> [BRIEF]
Extract every line starting at the line that contains "Where can the hedge" and ending with the final line of the data, inclusive; give only those lines, word for word.

> [PROVIDED DATA]

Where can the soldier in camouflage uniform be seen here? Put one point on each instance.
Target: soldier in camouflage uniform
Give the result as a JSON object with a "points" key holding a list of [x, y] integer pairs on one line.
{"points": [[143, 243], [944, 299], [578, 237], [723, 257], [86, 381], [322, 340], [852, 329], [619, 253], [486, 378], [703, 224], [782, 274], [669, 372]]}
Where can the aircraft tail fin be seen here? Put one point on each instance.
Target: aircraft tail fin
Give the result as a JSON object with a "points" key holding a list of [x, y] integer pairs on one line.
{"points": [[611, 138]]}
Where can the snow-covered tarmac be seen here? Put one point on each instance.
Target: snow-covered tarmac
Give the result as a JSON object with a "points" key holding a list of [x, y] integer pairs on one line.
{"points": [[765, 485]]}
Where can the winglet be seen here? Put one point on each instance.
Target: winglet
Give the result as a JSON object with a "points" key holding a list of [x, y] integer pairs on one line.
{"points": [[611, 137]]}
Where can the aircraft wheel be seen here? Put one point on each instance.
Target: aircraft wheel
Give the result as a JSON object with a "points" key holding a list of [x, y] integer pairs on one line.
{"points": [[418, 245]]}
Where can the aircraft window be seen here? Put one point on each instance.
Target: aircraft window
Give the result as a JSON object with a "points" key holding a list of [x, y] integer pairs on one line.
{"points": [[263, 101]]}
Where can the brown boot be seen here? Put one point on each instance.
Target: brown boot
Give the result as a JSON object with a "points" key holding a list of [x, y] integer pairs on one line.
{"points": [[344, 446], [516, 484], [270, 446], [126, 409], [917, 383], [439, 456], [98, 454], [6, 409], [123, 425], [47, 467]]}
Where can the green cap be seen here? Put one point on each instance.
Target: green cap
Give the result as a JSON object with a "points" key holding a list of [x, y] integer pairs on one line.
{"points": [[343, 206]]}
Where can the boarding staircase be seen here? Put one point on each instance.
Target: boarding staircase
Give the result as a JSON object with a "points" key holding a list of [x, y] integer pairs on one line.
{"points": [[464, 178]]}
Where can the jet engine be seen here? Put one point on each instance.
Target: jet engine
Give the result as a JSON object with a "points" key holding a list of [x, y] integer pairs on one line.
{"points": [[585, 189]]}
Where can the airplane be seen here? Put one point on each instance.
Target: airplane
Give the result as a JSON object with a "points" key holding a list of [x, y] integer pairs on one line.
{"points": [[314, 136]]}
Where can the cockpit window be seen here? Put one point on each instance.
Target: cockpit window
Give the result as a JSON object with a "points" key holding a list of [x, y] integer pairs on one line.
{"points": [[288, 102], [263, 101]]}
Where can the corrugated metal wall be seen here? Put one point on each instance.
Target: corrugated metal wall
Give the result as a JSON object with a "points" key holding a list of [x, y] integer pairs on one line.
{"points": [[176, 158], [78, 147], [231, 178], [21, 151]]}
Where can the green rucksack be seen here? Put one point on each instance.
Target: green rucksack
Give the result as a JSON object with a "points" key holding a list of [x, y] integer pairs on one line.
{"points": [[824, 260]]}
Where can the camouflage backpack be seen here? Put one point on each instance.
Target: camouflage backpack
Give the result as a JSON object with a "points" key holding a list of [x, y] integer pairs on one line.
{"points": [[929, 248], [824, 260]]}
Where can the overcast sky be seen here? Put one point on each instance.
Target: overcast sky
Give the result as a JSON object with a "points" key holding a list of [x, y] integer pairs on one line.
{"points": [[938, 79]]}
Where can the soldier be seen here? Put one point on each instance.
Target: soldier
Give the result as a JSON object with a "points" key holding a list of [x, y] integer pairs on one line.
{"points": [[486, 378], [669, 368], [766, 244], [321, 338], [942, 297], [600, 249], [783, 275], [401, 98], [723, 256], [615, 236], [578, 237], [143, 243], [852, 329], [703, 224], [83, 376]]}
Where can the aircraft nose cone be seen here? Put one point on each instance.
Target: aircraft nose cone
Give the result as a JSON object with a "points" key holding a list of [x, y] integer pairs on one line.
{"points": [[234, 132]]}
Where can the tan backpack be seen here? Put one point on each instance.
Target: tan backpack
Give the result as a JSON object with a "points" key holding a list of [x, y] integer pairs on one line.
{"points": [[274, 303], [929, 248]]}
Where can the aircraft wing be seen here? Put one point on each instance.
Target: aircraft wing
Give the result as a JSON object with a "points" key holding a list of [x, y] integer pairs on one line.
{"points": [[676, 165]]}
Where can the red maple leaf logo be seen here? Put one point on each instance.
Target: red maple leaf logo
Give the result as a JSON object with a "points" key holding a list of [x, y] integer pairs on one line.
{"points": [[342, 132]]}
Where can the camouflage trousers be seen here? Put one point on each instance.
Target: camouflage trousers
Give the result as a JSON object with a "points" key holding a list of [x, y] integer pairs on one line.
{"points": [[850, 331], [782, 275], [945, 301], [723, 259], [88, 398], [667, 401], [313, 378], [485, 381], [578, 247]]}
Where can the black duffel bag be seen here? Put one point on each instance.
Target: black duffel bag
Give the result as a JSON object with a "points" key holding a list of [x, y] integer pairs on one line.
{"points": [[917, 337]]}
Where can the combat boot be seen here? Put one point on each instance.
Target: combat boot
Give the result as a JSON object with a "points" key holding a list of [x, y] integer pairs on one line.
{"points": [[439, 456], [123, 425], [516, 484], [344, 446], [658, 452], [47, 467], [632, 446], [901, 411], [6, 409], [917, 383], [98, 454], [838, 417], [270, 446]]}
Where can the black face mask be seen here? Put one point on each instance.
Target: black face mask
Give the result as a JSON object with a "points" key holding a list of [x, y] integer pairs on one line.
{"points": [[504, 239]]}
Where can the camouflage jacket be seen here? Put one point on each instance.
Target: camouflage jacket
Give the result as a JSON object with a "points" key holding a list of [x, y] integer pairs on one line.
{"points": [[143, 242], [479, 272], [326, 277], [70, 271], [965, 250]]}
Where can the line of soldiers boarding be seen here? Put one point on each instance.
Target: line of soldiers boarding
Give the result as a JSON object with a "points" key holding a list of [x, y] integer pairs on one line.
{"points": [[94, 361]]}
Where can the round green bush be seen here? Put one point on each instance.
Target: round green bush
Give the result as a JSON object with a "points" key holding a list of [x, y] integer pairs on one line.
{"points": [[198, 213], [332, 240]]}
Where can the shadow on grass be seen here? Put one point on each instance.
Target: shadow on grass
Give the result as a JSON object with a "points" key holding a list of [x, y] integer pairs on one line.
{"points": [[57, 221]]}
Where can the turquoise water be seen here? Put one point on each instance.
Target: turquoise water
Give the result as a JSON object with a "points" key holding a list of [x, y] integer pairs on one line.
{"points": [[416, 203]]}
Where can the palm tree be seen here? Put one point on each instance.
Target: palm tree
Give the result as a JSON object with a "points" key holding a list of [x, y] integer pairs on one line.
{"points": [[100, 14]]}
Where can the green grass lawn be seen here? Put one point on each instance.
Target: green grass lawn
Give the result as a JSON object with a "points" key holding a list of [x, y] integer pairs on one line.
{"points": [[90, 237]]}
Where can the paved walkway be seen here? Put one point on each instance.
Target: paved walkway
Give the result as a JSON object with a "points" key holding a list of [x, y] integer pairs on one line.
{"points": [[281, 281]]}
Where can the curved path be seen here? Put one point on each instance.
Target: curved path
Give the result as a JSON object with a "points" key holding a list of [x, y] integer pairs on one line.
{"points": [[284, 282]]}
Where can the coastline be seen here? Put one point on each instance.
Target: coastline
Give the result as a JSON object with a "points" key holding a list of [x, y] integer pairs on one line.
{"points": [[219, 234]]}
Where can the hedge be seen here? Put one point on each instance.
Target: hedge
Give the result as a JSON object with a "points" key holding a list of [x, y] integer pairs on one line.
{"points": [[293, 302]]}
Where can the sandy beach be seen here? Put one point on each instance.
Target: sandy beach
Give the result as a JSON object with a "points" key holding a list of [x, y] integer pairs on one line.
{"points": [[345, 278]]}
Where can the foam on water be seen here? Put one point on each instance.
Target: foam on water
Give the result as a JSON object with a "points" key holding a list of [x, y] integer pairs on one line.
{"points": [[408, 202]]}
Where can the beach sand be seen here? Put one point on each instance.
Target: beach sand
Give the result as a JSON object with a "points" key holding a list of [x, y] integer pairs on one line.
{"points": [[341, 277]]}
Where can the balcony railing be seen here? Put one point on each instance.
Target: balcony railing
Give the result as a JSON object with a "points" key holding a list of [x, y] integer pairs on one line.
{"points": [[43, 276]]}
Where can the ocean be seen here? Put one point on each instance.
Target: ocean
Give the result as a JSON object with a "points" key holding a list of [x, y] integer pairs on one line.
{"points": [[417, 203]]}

> [WORKED ANSWER]
Where can the hedge be seen here? Put one point on each instance.
Target: hedge
Give the result as a JSON object with a "points" key holding a list of [x, y] integer pairs on one line.
{"points": [[293, 302]]}
Where can the sandy beach be seen here? Put one point on each instance.
Target: sandy beach
Give the result as a JSON object with a "points" key holding a list of [x, y] integer pairs on one line.
{"points": [[345, 278]]}
Where can the foam on water be seen here? Put one point on each instance.
Target: foam on water
Give the result as a JSON object with a "points" key holding a list of [x, y] integer pairs on one line.
{"points": [[408, 202]]}
Where can the beach sand be seen here? Put one point on each instance.
Target: beach sand
Give the result as a JSON object with a "points" key holding a list of [x, y] integer pairs on one line.
{"points": [[341, 277]]}
Where can the balcony railing be seen here? Put one point on each instance.
Target: balcony railing
Give the result as a JSON object with a "points" key holding a list of [x, y] integer pairs on one line.
{"points": [[43, 276]]}
Where can the ocean be seen here? Put one point on each instance.
Target: ocean
Give the result as a JSON object with a "points" key holding a list of [x, y] integer pairs on one line.
{"points": [[417, 203]]}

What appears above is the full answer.